### DATA EXTRACT:
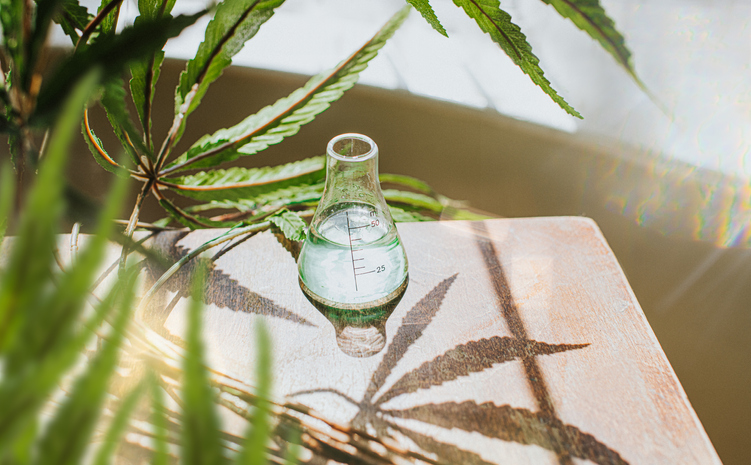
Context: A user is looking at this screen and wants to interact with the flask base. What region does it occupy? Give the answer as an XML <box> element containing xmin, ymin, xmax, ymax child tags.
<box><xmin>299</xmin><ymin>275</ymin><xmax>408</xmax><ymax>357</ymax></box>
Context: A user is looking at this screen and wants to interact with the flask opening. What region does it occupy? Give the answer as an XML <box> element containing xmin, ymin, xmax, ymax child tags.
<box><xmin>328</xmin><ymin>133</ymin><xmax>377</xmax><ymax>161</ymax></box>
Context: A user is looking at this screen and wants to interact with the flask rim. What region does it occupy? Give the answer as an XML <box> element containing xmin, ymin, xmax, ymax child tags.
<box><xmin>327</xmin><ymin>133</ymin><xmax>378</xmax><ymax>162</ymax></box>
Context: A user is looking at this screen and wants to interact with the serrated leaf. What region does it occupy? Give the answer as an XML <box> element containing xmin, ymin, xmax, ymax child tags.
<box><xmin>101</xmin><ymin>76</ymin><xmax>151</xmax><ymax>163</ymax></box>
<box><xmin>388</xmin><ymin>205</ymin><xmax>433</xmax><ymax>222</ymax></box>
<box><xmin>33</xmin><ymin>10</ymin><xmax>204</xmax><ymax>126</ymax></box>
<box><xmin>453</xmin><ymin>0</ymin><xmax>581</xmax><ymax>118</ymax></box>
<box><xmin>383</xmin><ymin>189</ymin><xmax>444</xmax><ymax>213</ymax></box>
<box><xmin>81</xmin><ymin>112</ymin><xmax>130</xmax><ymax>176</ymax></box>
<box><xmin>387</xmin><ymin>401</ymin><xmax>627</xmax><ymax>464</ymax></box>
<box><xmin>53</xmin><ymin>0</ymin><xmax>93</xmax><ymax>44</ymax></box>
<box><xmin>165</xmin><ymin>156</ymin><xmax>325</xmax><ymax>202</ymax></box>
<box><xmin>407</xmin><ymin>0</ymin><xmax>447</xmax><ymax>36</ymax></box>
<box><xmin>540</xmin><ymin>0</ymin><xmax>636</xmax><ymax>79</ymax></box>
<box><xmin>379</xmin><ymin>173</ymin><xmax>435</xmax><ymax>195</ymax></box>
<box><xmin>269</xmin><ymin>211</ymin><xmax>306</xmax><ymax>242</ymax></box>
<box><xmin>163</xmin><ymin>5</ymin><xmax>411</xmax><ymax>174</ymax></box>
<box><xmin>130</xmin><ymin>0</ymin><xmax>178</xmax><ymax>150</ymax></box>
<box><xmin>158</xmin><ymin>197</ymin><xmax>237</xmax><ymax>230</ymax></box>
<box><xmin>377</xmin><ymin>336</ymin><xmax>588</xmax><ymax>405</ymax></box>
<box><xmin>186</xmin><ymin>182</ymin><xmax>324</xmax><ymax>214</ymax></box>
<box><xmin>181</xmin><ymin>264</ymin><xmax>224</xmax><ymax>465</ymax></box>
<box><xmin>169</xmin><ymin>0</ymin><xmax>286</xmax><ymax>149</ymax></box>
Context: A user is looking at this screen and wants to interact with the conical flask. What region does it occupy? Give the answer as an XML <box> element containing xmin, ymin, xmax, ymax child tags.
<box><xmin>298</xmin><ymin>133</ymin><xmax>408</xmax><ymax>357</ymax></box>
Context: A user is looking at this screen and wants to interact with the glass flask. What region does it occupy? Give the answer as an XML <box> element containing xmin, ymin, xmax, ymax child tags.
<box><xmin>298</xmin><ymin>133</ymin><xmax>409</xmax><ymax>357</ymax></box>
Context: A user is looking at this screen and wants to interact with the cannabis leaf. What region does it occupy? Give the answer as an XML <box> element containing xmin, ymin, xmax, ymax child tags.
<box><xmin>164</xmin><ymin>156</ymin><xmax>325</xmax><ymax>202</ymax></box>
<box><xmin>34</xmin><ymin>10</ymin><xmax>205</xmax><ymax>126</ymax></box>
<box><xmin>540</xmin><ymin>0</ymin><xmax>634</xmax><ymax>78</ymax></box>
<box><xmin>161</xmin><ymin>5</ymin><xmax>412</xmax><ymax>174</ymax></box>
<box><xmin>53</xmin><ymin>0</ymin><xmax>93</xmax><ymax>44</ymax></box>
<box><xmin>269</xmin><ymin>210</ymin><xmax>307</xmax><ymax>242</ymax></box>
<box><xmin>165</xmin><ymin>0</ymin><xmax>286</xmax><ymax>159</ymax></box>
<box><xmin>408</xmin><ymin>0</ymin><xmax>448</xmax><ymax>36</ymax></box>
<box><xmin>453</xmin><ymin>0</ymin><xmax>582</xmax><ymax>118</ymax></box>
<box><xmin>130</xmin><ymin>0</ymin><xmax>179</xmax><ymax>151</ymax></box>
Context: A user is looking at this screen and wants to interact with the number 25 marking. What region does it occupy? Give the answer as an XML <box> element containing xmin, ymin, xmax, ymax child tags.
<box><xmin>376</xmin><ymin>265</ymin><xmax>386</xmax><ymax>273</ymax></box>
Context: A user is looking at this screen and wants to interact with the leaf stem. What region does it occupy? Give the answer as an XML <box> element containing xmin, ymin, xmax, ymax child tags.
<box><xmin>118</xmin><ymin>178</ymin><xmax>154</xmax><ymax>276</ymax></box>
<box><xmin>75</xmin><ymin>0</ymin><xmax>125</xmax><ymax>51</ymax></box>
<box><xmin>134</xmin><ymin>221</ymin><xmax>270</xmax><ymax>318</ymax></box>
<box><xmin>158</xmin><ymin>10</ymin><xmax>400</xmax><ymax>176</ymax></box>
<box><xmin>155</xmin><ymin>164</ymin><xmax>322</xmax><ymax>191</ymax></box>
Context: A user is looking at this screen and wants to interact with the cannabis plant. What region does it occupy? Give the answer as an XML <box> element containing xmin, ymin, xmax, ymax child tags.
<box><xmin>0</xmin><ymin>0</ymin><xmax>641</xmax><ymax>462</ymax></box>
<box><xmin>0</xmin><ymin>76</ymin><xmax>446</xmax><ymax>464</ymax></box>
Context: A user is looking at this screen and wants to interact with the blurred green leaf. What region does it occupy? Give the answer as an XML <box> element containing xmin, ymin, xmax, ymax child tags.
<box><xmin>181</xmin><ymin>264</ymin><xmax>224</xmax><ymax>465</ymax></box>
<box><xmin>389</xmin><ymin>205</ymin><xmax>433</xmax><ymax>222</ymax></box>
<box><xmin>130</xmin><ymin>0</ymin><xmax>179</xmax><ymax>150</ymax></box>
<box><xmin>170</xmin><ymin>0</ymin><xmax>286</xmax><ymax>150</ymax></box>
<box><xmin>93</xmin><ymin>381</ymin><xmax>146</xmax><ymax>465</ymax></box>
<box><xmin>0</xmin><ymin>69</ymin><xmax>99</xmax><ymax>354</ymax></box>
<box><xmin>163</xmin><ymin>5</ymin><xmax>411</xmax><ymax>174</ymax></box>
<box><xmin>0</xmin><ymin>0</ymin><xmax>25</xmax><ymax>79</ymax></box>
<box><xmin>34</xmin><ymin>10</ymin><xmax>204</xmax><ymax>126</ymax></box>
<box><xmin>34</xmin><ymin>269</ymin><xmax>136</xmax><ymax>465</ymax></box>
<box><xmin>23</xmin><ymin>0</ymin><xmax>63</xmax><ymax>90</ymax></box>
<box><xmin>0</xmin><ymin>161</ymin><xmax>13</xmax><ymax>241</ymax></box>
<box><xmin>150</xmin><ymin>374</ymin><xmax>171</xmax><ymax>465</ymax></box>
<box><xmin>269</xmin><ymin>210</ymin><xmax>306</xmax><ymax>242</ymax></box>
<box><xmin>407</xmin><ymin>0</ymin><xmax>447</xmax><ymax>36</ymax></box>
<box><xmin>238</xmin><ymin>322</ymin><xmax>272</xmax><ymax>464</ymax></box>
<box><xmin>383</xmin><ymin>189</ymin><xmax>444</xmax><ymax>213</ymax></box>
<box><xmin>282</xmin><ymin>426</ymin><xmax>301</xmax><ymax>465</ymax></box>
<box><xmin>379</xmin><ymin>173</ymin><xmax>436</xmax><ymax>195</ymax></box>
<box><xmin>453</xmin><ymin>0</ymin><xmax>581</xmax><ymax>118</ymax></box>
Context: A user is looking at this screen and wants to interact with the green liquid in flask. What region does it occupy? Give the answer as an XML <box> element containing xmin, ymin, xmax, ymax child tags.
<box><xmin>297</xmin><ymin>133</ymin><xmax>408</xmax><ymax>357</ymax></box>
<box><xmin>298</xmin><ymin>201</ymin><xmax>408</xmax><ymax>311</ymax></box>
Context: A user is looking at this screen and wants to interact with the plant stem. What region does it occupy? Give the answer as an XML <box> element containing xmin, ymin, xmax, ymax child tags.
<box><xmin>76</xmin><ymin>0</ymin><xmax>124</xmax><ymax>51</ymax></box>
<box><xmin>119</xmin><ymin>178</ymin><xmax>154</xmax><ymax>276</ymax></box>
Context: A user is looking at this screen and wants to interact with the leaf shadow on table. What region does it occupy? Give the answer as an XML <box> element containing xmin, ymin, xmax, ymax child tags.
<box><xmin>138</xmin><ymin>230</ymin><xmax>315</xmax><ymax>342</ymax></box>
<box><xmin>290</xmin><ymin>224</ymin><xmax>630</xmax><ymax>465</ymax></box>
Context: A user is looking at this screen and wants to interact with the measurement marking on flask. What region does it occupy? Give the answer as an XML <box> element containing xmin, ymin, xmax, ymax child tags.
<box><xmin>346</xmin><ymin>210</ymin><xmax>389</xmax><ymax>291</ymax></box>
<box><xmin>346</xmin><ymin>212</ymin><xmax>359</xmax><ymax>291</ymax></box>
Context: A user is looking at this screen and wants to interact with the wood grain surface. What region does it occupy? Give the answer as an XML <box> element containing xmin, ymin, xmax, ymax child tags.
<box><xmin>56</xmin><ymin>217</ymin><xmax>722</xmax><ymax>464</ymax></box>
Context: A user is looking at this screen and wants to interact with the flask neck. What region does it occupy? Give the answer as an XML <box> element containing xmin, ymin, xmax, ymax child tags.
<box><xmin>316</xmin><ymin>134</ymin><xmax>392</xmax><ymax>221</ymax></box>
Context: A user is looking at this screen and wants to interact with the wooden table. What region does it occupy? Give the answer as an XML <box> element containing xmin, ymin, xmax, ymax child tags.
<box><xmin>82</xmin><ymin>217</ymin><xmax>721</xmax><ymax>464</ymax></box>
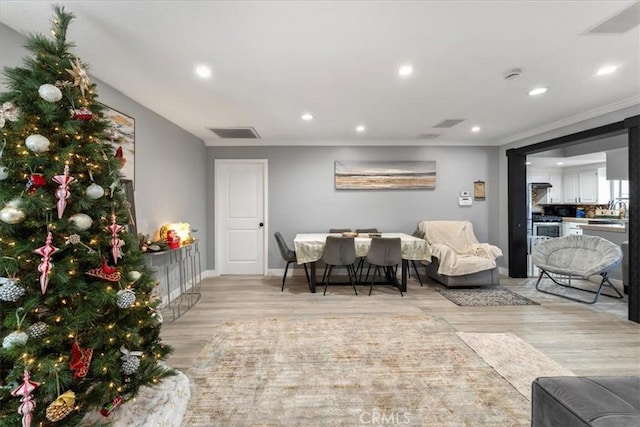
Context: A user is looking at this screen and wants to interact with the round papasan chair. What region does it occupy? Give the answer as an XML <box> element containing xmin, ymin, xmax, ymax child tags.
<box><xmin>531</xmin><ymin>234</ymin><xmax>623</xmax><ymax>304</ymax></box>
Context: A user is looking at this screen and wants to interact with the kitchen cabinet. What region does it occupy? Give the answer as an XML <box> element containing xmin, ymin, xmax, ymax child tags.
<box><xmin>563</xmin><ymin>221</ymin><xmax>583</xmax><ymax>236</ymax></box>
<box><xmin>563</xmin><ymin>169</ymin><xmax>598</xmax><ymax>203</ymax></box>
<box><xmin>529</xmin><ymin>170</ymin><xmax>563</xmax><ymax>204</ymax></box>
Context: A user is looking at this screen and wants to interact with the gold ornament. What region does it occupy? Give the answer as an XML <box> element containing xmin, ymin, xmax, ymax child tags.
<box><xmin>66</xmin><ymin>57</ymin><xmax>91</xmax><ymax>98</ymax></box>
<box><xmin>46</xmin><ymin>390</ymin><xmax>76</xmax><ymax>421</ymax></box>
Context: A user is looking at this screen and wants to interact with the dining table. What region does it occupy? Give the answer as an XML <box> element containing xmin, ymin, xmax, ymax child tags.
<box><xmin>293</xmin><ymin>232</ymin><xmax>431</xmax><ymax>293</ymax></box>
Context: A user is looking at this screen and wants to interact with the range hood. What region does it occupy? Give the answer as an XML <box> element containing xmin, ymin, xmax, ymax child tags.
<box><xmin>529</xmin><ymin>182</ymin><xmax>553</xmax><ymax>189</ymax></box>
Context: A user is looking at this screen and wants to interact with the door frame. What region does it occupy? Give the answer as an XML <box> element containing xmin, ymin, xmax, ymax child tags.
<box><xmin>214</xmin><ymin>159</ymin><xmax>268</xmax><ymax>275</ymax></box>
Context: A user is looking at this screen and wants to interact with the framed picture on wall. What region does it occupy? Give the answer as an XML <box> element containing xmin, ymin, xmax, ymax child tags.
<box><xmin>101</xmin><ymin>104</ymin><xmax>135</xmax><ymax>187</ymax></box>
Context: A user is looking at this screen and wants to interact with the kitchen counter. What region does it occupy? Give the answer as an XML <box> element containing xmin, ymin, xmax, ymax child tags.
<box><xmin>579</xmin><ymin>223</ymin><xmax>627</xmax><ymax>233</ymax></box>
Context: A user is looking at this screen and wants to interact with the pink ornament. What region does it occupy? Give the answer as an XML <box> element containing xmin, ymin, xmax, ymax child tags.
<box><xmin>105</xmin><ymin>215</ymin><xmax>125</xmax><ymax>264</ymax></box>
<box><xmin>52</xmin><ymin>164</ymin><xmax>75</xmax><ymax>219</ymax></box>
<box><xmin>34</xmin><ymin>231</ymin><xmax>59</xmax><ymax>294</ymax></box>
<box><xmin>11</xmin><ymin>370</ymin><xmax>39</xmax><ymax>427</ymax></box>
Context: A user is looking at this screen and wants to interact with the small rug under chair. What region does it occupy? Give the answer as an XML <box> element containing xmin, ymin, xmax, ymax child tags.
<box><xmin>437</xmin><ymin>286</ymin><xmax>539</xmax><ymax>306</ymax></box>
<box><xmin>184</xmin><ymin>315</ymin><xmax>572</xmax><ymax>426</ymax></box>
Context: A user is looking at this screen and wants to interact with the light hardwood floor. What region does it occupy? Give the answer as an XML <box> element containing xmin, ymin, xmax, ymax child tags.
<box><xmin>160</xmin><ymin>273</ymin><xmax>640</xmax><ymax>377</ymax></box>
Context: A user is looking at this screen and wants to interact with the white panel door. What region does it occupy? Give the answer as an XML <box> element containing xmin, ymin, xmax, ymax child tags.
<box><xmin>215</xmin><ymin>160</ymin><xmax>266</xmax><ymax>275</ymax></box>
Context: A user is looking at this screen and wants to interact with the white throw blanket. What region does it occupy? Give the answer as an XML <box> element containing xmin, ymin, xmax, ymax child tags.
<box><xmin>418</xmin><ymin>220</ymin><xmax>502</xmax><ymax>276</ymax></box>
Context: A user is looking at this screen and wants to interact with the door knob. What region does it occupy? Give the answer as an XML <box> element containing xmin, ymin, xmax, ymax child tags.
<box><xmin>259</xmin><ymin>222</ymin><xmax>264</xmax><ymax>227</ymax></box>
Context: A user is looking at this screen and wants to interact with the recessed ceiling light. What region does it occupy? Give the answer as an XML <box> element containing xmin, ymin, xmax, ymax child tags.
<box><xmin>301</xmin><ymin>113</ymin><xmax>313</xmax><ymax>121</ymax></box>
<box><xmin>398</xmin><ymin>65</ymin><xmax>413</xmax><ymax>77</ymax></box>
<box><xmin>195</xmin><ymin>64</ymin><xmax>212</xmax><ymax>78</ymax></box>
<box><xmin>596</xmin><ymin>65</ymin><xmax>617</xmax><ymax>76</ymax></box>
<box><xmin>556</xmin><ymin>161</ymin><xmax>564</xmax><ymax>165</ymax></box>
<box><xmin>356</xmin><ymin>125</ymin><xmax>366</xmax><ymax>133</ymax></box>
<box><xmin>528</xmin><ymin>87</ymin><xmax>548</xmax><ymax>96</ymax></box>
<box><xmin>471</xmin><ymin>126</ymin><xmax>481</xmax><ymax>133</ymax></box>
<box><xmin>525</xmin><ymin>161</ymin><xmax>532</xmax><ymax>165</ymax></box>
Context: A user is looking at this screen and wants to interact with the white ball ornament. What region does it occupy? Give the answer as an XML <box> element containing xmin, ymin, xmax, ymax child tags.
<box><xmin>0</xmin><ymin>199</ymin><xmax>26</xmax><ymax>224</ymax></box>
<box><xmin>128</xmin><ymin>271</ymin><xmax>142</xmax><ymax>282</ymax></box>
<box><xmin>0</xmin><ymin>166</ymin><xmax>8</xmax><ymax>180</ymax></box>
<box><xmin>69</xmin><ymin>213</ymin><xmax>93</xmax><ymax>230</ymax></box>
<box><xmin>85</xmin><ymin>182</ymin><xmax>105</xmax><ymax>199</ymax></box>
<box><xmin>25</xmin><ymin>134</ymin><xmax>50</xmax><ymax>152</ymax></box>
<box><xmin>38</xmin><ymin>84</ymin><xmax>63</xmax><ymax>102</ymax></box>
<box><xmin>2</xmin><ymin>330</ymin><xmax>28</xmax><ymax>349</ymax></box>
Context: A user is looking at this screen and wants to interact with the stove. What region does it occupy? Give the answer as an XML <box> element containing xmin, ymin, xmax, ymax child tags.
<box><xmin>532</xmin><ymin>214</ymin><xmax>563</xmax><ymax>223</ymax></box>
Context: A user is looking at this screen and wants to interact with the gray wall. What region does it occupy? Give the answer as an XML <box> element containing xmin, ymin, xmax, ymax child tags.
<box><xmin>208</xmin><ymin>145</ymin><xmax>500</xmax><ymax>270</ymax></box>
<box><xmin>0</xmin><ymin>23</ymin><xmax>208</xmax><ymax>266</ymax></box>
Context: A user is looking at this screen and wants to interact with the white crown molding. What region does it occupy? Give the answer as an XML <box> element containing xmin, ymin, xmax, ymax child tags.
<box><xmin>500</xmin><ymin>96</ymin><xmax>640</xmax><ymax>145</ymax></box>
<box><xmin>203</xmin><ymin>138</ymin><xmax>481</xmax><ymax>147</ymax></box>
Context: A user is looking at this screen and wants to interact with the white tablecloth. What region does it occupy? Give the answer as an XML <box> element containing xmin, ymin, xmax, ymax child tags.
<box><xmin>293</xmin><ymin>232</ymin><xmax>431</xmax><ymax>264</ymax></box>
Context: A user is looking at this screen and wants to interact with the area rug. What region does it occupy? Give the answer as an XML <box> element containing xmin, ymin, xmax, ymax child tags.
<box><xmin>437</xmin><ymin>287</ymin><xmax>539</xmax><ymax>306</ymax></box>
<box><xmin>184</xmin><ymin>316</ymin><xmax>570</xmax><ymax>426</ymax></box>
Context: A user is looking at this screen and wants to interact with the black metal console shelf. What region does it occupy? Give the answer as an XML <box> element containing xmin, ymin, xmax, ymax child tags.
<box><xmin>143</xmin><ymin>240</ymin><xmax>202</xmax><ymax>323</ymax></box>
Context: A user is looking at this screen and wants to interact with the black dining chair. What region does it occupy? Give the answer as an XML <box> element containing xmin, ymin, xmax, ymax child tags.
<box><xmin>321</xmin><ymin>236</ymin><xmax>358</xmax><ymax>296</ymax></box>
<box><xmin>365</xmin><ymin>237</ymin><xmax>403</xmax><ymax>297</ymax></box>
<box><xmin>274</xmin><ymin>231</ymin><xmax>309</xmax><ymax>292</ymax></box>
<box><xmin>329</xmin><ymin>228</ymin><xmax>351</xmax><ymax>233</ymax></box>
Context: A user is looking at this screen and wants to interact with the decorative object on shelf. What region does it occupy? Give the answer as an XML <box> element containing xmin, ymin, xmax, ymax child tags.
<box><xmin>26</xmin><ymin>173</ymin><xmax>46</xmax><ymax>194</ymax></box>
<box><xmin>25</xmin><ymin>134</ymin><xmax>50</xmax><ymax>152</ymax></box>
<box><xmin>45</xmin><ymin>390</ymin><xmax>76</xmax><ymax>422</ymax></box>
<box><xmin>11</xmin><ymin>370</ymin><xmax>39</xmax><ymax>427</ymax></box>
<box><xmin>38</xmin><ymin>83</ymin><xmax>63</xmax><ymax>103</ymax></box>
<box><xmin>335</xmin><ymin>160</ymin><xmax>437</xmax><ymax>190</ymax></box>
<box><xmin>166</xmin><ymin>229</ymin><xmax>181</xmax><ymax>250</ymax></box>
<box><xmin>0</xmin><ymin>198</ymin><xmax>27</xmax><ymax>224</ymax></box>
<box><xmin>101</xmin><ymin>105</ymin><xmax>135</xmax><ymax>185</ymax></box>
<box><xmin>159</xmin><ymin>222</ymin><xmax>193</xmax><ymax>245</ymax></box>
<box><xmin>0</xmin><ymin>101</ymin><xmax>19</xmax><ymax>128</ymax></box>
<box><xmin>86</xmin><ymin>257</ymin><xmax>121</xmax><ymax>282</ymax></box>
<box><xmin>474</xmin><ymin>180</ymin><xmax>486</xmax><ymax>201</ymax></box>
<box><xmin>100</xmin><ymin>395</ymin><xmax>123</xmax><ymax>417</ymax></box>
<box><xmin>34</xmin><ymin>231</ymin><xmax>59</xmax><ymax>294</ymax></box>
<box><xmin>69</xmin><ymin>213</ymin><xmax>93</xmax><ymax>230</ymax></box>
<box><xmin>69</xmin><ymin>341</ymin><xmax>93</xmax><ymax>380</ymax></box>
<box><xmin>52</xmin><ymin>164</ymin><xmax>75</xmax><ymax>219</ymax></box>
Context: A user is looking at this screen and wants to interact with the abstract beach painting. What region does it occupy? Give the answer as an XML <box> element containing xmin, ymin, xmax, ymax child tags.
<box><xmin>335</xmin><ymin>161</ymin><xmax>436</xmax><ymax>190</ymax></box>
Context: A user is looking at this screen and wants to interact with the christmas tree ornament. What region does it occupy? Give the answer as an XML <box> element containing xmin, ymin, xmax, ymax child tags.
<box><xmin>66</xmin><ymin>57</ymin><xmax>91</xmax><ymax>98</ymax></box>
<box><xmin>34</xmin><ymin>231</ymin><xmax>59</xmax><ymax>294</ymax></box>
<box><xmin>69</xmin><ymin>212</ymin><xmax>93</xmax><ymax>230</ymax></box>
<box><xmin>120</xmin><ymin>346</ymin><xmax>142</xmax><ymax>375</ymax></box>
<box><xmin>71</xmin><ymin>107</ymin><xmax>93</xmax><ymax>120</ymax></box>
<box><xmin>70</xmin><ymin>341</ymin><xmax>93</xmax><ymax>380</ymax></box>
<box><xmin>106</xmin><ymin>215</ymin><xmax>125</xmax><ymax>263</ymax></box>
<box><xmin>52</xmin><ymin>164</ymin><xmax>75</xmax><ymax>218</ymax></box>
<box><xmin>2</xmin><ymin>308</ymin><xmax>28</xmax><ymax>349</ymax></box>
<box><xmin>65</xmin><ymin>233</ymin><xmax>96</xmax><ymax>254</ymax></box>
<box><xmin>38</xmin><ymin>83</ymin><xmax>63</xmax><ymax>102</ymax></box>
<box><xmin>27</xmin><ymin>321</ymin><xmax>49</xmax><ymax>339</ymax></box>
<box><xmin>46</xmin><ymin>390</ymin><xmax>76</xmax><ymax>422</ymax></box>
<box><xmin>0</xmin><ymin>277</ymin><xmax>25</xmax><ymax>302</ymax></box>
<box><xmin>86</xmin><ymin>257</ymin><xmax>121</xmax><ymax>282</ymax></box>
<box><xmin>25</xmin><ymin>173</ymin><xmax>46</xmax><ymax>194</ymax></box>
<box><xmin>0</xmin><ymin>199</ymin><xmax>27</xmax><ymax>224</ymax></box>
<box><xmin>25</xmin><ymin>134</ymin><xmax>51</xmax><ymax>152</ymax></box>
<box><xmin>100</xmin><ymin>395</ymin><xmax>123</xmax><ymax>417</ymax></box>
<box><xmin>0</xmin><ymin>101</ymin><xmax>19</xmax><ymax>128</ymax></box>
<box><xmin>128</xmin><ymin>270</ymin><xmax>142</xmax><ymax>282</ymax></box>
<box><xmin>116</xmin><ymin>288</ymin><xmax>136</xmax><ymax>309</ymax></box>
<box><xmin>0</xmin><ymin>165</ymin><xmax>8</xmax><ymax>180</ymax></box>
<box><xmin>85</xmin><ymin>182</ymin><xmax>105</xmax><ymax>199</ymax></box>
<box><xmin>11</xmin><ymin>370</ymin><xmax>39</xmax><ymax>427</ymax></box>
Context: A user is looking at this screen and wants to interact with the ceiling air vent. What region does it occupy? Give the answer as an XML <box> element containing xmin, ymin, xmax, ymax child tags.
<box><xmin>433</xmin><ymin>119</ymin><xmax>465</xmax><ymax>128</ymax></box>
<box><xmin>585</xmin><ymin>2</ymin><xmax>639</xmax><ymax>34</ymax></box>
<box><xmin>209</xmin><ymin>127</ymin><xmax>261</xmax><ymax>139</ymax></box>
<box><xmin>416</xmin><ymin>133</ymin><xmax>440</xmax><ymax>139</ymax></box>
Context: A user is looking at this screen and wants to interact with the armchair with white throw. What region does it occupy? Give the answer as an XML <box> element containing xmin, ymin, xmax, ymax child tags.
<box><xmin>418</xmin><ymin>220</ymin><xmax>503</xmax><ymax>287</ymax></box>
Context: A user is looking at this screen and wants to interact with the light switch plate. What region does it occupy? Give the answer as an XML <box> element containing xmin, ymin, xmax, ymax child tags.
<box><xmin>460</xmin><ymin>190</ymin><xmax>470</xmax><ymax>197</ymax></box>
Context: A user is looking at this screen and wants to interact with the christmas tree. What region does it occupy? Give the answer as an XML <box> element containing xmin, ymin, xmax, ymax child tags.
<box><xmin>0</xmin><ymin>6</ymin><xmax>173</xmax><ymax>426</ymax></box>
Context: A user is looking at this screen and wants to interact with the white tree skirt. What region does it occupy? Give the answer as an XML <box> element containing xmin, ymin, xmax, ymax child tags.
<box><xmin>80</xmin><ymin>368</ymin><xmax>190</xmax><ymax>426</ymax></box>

### YOUR ASSIGNMENT:
Give back only the lines from the one containing "the white tree" through the final line of the entries above, exactly as written, both included.

### SOLUTION:
Context: A user is looking at this screen and wants to interact with the white tree skirt. What region does it occupy? Give the answer as an XML <box> element containing xmin, ymin, xmax, ymax child tags.
<box><xmin>80</xmin><ymin>368</ymin><xmax>190</xmax><ymax>426</ymax></box>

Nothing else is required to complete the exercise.